▶ AIM OF THE TASK:
Reproduce the rows below word for word, from the line containing "Please determine whether the bare" through the end of the rows.

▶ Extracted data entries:
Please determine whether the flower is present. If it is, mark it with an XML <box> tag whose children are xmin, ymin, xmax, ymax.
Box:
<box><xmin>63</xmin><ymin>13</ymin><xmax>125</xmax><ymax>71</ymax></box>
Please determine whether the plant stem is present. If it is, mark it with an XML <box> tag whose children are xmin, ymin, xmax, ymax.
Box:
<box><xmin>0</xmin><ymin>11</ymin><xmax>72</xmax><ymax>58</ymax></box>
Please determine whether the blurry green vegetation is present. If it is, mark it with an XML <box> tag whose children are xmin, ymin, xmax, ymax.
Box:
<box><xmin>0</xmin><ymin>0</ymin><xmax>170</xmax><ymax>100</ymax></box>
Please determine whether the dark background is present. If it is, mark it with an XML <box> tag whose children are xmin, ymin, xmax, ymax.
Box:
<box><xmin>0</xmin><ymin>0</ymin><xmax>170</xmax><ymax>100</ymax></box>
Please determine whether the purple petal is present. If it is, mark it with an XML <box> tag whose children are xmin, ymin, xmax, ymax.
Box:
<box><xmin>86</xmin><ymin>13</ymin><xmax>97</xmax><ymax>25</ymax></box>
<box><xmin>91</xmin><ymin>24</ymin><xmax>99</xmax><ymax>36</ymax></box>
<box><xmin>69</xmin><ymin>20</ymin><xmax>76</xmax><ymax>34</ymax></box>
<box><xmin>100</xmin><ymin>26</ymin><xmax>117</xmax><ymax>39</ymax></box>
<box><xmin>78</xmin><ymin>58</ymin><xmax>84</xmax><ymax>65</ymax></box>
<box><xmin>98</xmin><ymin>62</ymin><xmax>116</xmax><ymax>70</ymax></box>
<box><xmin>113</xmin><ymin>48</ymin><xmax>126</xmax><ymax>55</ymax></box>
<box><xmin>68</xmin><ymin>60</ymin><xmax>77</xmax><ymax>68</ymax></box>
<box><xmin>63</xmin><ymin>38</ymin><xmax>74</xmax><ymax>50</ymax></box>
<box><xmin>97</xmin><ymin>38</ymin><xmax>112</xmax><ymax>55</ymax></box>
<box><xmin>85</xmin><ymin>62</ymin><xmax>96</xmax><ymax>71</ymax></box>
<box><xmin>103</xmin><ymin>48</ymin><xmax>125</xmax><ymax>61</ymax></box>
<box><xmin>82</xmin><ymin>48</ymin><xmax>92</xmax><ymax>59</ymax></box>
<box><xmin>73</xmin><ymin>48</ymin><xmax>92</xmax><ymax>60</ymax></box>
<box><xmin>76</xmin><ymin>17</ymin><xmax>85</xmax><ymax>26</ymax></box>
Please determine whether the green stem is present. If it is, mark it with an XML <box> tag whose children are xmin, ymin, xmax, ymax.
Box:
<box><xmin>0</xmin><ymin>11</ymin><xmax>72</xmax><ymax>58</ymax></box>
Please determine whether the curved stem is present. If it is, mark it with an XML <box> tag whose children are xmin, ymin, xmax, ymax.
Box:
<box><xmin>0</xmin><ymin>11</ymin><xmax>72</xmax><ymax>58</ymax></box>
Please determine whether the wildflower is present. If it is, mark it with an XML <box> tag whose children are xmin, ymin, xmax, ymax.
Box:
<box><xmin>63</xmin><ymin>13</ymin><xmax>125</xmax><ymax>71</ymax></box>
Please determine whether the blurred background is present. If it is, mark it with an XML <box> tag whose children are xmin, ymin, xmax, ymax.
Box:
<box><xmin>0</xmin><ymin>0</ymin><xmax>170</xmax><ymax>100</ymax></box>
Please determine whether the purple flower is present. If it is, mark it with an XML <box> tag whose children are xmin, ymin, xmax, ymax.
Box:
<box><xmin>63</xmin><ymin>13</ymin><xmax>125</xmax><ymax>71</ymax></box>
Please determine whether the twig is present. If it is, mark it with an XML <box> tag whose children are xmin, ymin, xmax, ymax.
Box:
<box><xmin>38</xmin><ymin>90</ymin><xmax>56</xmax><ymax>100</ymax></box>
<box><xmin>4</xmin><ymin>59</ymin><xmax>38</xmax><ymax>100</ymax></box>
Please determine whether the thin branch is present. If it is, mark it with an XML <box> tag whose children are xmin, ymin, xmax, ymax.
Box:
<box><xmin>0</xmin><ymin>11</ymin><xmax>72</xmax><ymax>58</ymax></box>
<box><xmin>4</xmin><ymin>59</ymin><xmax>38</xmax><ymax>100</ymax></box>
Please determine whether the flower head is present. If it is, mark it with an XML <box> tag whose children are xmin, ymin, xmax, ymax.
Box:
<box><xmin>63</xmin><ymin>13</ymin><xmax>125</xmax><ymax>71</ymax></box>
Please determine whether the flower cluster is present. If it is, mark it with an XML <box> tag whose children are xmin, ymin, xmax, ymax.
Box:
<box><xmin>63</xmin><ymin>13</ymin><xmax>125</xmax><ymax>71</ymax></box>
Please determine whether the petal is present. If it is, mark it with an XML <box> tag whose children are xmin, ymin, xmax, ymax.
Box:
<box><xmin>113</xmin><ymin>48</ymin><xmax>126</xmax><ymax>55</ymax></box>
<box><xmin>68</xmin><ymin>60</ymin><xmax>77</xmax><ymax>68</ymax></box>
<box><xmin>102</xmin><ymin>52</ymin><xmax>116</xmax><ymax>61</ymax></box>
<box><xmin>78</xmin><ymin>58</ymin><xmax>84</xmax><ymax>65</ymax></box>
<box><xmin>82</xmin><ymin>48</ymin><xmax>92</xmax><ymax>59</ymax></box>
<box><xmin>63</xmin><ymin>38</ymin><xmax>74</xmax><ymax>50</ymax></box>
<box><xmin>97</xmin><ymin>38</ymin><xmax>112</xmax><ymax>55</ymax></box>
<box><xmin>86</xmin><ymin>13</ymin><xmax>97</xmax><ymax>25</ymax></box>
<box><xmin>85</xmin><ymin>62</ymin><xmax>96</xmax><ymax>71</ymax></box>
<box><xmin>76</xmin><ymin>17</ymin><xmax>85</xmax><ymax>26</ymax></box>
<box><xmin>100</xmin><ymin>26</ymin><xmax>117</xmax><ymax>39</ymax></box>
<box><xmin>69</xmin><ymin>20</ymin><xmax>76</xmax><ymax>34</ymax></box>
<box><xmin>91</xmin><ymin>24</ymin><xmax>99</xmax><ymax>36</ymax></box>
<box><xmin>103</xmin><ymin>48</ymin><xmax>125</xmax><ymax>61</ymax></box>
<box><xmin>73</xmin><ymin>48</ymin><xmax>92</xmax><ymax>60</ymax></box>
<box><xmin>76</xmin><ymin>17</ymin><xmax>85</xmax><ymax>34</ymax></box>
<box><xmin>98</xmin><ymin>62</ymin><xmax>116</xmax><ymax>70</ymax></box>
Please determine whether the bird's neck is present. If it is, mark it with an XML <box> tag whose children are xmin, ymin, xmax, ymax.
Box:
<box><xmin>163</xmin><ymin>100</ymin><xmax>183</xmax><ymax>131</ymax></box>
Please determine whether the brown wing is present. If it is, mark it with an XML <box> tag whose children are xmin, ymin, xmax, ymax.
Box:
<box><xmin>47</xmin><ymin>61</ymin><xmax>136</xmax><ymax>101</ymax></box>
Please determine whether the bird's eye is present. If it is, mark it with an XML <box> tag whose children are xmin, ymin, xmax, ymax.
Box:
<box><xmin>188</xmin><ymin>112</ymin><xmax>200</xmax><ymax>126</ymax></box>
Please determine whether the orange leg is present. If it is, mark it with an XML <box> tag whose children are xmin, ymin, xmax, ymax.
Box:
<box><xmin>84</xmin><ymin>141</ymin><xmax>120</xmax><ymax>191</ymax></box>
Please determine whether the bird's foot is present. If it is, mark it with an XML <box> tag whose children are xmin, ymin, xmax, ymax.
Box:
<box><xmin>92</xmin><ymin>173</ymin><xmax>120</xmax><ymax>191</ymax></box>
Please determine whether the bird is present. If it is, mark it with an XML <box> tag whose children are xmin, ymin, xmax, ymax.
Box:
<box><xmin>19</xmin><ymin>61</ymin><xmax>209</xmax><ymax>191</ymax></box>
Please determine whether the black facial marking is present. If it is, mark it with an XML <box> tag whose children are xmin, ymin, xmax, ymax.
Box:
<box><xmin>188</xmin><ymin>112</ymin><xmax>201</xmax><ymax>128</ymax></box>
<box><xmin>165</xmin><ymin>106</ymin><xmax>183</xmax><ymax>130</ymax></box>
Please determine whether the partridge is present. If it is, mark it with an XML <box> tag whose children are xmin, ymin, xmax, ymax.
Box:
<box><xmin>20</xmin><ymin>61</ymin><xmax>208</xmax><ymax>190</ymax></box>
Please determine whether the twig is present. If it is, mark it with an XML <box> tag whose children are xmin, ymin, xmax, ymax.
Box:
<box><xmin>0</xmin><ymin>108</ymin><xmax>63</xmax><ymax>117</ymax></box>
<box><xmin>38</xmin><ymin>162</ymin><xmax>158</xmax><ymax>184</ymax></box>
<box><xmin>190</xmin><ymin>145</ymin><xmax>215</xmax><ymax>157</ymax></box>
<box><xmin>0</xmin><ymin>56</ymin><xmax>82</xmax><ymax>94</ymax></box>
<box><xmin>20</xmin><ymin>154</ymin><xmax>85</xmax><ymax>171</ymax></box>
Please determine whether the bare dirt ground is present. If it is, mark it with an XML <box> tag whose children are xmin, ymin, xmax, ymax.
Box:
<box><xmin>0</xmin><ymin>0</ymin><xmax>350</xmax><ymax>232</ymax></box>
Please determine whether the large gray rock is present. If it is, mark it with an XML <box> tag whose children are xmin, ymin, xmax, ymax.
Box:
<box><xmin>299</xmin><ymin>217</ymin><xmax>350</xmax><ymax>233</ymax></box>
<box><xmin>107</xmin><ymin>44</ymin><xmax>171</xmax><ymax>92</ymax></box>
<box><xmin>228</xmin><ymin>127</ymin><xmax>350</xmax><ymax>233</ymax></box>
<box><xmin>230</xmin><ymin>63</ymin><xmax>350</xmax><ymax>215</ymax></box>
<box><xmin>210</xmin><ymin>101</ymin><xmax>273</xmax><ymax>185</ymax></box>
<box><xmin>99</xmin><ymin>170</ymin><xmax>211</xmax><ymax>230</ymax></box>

▶ FINISHED TASK:
Please determine whether the bare dirt ground is present. If it is, mark it with an XML <box> tag whose children are xmin, ymin, xmax, ymax.
Box:
<box><xmin>0</xmin><ymin>0</ymin><xmax>350</xmax><ymax>232</ymax></box>
Please determine whether the large gray rock is present. If it is, mark it with an XML <box> tag whose children are xmin, ymin, xmax, ymax.
Box:
<box><xmin>299</xmin><ymin>217</ymin><xmax>350</xmax><ymax>233</ymax></box>
<box><xmin>107</xmin><ymin>44</ymin><xmax>171</xmax><ymax>92</ymax></box>
<box><xmin>228</xmin><ymin>127</ymin><xmax>350</xmax><ymax>233</ymax></box>
<box><xmin>230</xmin><ymin>63</ymin><xmax>350</xmax><ymax>215</ymax></box>
<box><xmin>210</xmin><ymin>101</ymin><xmax>273</xmax><ymax>185</ymax></box>
<box><xmin>99</xmin><ymin>170</ymin><xmax>211</xmax><ymax>230</ymax></box>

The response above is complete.